» ASSIGNED TASK
Nothing may differ between your reply and the listing that follows.

» SOURCE DATA
*** Block opens ***

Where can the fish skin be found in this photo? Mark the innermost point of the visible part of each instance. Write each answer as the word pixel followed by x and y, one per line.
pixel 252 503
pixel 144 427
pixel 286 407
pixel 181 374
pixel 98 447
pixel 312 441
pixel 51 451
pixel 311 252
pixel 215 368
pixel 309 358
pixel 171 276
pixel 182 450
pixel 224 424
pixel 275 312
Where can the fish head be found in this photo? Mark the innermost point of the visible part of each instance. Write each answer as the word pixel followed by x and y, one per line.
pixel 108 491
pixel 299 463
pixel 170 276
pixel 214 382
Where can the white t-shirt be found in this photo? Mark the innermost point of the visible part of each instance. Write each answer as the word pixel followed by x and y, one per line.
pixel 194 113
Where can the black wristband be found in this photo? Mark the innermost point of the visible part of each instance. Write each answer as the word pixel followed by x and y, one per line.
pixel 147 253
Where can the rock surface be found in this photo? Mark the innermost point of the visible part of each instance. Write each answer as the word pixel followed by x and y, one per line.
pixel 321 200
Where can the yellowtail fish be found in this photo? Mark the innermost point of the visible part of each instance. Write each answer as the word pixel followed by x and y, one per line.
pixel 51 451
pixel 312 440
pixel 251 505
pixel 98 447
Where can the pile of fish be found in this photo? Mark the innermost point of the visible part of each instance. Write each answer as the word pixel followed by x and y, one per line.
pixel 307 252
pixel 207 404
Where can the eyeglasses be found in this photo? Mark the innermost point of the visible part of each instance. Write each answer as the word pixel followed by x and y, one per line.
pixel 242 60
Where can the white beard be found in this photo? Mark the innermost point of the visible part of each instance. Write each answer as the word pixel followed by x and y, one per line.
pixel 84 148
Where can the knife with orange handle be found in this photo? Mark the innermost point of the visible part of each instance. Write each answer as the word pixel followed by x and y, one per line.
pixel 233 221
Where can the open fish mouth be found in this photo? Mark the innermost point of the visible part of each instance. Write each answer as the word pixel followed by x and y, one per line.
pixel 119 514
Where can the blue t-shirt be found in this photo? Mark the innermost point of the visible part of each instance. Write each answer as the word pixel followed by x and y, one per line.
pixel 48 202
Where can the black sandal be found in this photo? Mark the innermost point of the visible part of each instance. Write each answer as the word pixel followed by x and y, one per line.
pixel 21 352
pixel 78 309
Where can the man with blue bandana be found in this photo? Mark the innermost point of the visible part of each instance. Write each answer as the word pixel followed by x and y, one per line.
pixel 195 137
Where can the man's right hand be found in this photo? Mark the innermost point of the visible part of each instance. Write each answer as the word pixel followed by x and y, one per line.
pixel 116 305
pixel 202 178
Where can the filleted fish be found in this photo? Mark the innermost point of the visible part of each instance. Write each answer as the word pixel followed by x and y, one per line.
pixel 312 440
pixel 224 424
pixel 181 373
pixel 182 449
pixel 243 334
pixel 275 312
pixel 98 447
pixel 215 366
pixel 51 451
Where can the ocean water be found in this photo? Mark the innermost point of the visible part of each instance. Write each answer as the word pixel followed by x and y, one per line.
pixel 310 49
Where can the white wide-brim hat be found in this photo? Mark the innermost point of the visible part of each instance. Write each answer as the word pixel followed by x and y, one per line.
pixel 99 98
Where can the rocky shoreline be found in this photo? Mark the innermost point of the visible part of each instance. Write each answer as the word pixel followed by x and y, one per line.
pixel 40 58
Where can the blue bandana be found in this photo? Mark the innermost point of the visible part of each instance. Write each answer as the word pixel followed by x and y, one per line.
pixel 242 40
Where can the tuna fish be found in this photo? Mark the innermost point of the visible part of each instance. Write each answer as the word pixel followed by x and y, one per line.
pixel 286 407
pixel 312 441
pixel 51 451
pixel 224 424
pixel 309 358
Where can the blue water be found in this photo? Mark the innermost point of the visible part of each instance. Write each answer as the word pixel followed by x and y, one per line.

*** Block closes ***

» SOLUTION TO THIS TASK
Where can the fish skin be found in this photo? Mark the innermost point of the visible part of each instance. Write each answer as the word pixel followed by x and y, one per line.
pixel 252 503
pixel 144 427
pixel 286 407
pixel 181 374
pixel 98 447
pixel 312 441
pixel 51 451
pixel 311 252
pixel 215 368
pixel 309 358
pixel 171 276
pixel 182 450
pixel 224 424
pixel 275 312
Where can the fish head be found in this photo? Mark the innermost point of the visible part of each instance. Write each answer as the word pixel followed by x and y, one per line.
pixel 108 491
pixel 299 463
pixel 170 276
pixel 214 382
Where can the white t-shirt be found in this photo? Mark the innermost point of the visible part of each instance. Write each answer as the word pixel followed by x and y, one per line.
pixel 194 113
Where can the black wristband be found in this photo? Mark the innermost point of the visible part of each instance. Write each answer as the word pixel followed by x and y, one per line.
pixel 147 253
Where can the rock surface be found in this photo? Mark the innermost point of the visible part of each instance. Write each answer as the word pixel followed by x and y, one per line.
pixel 321 200
Where can the yellowtail fish be found in this photo? Mark the innermost point of the visible part of each instance. Write each answer as the word pixel followed by x and y, one per line.
pixel 51 451
pixel 312 440
pixel 251 505
pixel 98 447
Where can the pile of fish be found in this photo? Mark the innermost point of the visible part of each instance. Write each answer as the word pixel followed by x and y, one per line.
pixel 307 252
pixel 207 404
Where can the eyeglasses be found in this photo? Mark the innermost point of the visible part of each instance. Write each answer as the word pixel followed by x and y, one per line.
pixel 242 60
Where can the white beard be found in this photo? Mark the innermost point of the visible part of each instance. Write each answer as the word pixel followed by x and y, one per line.
pixel 84 148
Where can the knife with orange handle be found in this photo? Mark the innermost point of the visible part of each instance. Write each answer as the word pixel followed by x and y, one per line.
pixel 233 221
Where can the open fish mouth be found in this photo? Mark the innermost point of the visible part of each instance. Write each answer as the word pixel followed by x and y, one per line.
pixel 119 514
Where can the blue t-shirt be found in this photo? Mark the innermost point of the visible part of each instance. Write each answer as the word pixel followed by x and y, one per line.
pixel 48 202
Where can the black sandal be found in this photo? Mark the innermost point of the visible part of each instance. Write each answer as the word pixel followed by x and y, one per line.
pixel 21 352
pixel 78 309
Where can the man with blue bandana be found in this photo? Mark the innermost point of the visible part of each instance. Write each answer as the word pixel followed by x and y, one per line.
pixel 195 137
Where can the man's right hand be found in this photo? Mark the innermost point of the visible part of each instance. Write each answer as the word pixel followed by x and y, one per line.
pixel 116 305
pixel 202 178
Where can the filleted fish be found in this photo? Mark the innermost point of the visible part of each instance. Write each answer as the word pixel followed by x and y, one per line.
pixel 312 440
pixel 224 424
pixel 181 373
pixel 182 449
pixel 243 334
pixel 275 312
pixel 98 447
pixel 215 366
pixel 51 451
Where can the ocean water be found in this photo? Mark the innermost point of the visible part of each instance. Write each answer as the word pixel followed by x and y, one per line.
pixel 310 49
Where can the white wide-brim hat be found in this photo? Mark the innermost point of the visible part of each instance. Write each answer as the word pixel followed by x and y, one per line.
pixel 99 98
Where can the rocky shoreline be found in this photo? Mark the innermost point of the visible part of each instance. Write each answer as the word pixel followed by x and y, one per line.
pixel 40 58
Where can the blue bandana be found in this photo? Mark the innermost point of the visible part of each instance. Write each answer as the word pixel followed by x and y, one per line.
pixel 242 40
Where can the tuna fish be found in this photo? Mark the innermost point of the visible part of each instance. Write each answer as the word pixel followed by x and y, one per line.
pixel 286 407
pixel 312 441
pixel 51 451
pixel 224 424
pixel 309 358
Where can the blue water be found in this photo? Mark the innermost point of the visible part of each instance. Write each answer as the word pixel followed by x and y, one per line.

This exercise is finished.